§ Written request
Turn the lines below, from the line containing "Mark one point per instance of the red advertising" through the final line, into a JSON list of strings, one string per line, with blank lines omitted.

§ Object location annotation data
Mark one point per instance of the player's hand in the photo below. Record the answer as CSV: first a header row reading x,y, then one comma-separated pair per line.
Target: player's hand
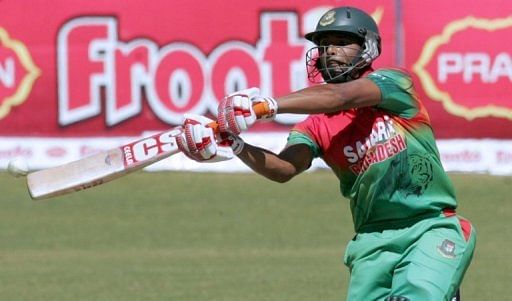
x,y
235,112
197,141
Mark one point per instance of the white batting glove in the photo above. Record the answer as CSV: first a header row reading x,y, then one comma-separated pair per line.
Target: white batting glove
x,y
271,105
235,113
197,141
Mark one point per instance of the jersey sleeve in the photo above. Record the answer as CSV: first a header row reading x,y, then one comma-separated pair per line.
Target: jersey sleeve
x,y
397,92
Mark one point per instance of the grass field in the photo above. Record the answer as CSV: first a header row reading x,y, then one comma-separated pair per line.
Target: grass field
x,y
194,236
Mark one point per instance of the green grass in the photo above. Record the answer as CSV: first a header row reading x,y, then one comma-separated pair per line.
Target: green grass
x,y
194,236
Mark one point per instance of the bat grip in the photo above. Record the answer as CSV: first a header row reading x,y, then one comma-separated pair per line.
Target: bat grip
x,y
260,109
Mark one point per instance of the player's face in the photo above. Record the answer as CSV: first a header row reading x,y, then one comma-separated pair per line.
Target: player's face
x,y
338,51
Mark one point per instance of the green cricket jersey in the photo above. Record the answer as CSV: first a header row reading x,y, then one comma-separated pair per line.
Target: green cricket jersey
x,y
385,156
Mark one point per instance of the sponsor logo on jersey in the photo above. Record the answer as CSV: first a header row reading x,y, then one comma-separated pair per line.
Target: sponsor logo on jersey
x,y
447,249
383,143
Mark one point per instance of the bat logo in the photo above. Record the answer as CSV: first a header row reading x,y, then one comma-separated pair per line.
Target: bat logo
x,y
150,147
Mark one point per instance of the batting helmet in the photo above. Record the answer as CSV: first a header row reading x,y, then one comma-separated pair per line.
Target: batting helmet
x,y
346,21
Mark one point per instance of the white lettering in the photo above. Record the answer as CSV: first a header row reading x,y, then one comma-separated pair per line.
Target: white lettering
x,y
145,149
475,64
7,73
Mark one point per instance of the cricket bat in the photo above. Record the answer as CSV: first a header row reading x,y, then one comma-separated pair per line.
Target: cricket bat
x,y
109,165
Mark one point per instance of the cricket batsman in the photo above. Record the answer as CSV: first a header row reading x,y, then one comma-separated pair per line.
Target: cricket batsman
x,y
373,131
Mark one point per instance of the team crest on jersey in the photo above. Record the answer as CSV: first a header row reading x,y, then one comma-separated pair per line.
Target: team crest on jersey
x,y
447,249
421,174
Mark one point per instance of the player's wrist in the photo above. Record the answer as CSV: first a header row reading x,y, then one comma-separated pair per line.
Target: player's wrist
x,y
271,108
237,144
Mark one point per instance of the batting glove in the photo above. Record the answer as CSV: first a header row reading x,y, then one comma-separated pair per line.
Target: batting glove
x,y
235,113
371,47
197,141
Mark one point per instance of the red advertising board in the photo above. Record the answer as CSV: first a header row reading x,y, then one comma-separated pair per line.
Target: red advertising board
x,y
461,60
118,68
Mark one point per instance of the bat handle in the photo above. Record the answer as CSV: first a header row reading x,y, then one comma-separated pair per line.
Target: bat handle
x,y
260,109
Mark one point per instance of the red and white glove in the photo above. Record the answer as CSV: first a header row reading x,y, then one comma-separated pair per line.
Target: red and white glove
x,y
235,112
197,141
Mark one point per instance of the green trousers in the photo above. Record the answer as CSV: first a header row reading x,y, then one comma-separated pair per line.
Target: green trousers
x,y
423,262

§ Exercise output
[
  "Mark one point per instance of the red advertising board in the photo above. Record the answer as CSV: first a header row reading x,y, then one comma-separated pair per line.",
  "Target: red advertising board",
  "x,y",
  "461,60",
  "118,68",
  "Mark one point per instance of the bat handle in the photo above. Record the answer as CSV: first a header row reading x,y, then one comma-separated pair per line.",
  "Target: bat handle",
  "x,y",
  "260,109",
  "Mark one point per instance of the red and white glove in the photo above. Record the answer as CSV: first a header row reading x,y, then one comma-separated pair per line.",
  "Target: red and white glove",
  "x,y",
  "235,112",
  "197,141",
  "Mark one point per instance of the green trousers in the photo above. Record the answer as CSV: first a header row reading x,y, then one comma-separated pair per line.",
  "Target: green trousers",
  "x,y",
  "423,262"
]